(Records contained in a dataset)

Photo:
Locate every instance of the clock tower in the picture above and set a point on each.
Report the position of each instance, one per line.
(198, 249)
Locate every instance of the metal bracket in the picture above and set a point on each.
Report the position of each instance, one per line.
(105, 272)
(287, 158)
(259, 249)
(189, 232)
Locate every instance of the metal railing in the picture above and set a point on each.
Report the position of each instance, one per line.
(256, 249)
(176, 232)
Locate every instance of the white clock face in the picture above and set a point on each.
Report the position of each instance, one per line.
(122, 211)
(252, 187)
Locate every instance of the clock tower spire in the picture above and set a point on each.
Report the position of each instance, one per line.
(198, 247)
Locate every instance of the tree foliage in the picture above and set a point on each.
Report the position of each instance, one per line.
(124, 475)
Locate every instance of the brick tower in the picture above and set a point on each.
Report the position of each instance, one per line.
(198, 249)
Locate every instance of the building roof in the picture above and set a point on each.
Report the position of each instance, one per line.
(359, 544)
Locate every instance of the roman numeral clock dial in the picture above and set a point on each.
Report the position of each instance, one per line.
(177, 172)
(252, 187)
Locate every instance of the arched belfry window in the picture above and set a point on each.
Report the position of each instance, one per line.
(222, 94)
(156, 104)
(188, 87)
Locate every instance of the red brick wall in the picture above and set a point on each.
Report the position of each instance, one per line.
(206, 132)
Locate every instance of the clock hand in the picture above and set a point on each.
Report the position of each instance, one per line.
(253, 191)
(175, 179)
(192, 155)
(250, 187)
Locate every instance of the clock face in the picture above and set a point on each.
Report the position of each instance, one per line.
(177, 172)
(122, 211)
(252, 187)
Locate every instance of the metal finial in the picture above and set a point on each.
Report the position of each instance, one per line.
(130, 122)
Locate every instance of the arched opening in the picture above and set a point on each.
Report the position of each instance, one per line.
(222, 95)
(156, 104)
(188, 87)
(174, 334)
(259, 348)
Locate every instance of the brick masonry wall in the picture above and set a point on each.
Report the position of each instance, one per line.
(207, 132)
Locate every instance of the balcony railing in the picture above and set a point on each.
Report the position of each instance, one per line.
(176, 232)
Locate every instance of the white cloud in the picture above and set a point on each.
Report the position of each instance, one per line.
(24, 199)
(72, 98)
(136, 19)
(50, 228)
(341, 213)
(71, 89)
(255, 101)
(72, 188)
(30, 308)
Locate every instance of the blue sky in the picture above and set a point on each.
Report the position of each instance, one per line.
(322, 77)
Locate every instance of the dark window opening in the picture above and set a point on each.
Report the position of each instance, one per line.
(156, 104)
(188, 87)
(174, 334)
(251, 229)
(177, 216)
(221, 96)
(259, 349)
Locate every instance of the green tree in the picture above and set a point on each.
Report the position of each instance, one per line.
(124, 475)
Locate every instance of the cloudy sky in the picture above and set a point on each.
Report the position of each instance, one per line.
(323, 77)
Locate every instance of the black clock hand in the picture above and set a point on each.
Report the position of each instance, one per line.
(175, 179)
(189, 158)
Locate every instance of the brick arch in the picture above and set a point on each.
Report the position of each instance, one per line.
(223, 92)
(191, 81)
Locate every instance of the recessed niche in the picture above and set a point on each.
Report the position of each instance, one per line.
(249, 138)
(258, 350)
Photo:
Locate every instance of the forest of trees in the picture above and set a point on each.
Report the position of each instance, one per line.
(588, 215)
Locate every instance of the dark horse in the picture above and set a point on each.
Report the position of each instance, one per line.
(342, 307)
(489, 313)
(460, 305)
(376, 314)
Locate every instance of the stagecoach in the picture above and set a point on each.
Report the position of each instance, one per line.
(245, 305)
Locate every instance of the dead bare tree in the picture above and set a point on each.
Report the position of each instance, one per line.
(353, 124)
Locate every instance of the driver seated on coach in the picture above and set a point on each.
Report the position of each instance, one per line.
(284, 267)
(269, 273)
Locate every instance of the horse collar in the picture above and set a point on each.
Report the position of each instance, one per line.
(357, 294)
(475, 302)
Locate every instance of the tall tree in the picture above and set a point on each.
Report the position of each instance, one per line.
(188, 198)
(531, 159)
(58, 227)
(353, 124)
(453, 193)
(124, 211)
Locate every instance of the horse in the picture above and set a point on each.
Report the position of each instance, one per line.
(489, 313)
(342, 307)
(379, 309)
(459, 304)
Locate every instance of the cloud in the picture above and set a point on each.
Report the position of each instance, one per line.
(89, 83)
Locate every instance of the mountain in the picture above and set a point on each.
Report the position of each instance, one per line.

▶ **Task description**:
Extract every line from the records above that contains the word "hand".

▶ **Task answer**:
Locate every instance of the clock hand in the picture above and set a point on each.
Locate every instance of the black clock hand in the picture above and set a point on each.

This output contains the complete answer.